|Diego and his wife, Laura, have spent more than 10 years in Vietnam to work with Ao Dai and other traditional local clothing. (Photo: Chula Official Facebook)
Q: Hello Diego, thank you for joining us on Culture Rendezvous. Chula Ao Dai has become so popular in Hanoi now. You have opened 4 official stores in Vietnam and joined numerous cultural festivals including the recent Ao Dai Festival in Hanoi. So how long have you been working as a fashion designer in Vietnam?
A: My wife and I arrived to Hanoi in 2004. My purpose when coming here was to develop furniture design. But my wife, Laura, convinced me to start up a fashion business so we set it up together in 2005. And until now, it has been almost 11 years.
Q: A furniture designer? That was surprising! What makes you so interested in Ao Dai that you decided to switch your job and stay in Vietnam?
A: As with many other foreigners who come to Vietnam for the first time, I was really impressed with the Ao Dai because it’s the special traditional dress.
For me, Ao Dai is a more modern piece of clothing if you compare with other traditional clothes not just in Asia but around the world such as the Sari in India or the Kimono of Japan.
Ao Dai consists of pants and a long skirt. You also have many variations. I think Ao Dai is very useful for everyday life because you can ride a motorbike and be an independent women while wearing it.
I think that’s why Ao Dai has an history of more than 100 years in use and you can still see Vietnamese women wearing it many times in the year.
That’s why foreigners like Ao Dai. And to me, as a former architect, I love the decorations you can put on Ao Dai. They can be themed with landscapes, flowers and so on.
Q: But you’re from Spain right? Don’t you also have famous traditional clothes? Why do you still chose to work with the Ao Dai?
A: It’s true that Spain, like other Western countries, has a lot of traditions but we has lost some of them, especially in the Castile region which was famous for the embroidery motifs.
Or if we go to the South of Spain, we have the dress that related to the Flamenco dance. It is a very heavy dress and it’s more for the stage or for the festival. So it’s not really useful for use in normal life.
That’s why I really like Vietnam as the country has become modern now but still can keep its traditions, not only with Ao Dai but also with other textile, clothes of the minorities, the rich embroidery, and colors. We designers should feel lucky to work in a country like Vietnam.
Q: Many foreigners mistook Ao Dai with the traditional clothes of the neighboring countries, especially that of China. After working with them for a while, how do you think?
A: It’s true that sometimes it can be difficult to tell the difference between Ao Dai and the Chinese Cheongsam. However, I truly think that the world fashion is like a symphony and each country adds a note to it.
If you just copy other countries, they cannot stand out. So for Vietnam, they must keep going in their way. In Europe, we lost part of our culture because the globalization is so, so powerful. It’s important to maintain the cultural identity of a country.

» **Goal of the exercise**
Reproduce the Ao Dai interview word for word, everything from "Ao Dai consists" down to "the Ao Dai?". The lines that come next are drawn from a separate source.

[Dataset excerpts on pointing at objects]

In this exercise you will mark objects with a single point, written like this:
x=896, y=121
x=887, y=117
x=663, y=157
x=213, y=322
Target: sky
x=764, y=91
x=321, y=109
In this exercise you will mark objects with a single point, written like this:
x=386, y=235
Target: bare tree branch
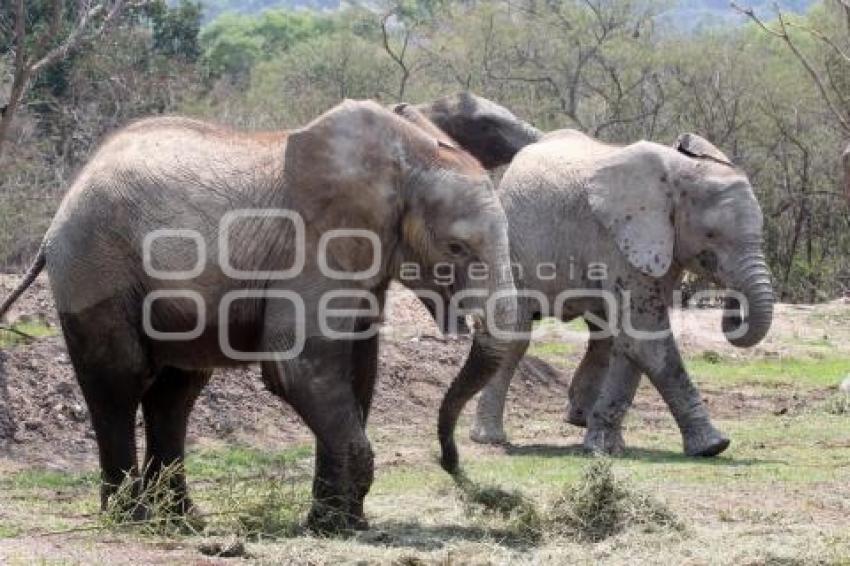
x=26, y=68
x=782, y=33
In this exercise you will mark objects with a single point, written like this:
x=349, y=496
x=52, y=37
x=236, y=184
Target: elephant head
x=432, y=206
x=695, y=210
x=488, y=131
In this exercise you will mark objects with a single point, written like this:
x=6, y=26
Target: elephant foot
x=484, y=433
x=330, y=520
x=707, y=443
x=604, y=441
x=576, y=415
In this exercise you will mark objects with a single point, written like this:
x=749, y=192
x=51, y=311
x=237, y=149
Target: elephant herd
x=183, y=246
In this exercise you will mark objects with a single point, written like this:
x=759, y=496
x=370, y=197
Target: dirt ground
x=44, y=423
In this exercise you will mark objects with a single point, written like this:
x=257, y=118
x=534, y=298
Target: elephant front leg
x=616, y=393
x=659, y=358
x=489, y=424
x=588, y=379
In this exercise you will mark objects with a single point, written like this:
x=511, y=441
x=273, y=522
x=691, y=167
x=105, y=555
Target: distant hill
x=692, y=14
x=689, y=13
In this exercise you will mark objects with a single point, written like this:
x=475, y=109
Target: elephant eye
x=458, y=249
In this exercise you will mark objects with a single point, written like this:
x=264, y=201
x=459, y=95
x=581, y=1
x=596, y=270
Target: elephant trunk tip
x=746, y=326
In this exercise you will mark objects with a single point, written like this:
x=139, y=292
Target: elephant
x=604, y=232
x=488, y=131
x=183, y=246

» **Exercise output**
Ao Dai consists of pants and a long skirt. You also have many variations. I think Ao Dai is very useful for everyday life because you can ride a motorbike and be an independent women while wearing it.
I think that’s why Ao Dai has an history of more than 100 years in use and you can still see Vietnamese women wearing it many times in the year.
That’s why foreigners like Ao Dai. And to me, as a former architect, I love the decorations you can put on Ao Dai. They can be themed with landscapes, flowers and so on.
Q: But you’re from Spain right? Don’t you also have famous traditional clothes? Why do you still chose to work with the Ao Dai?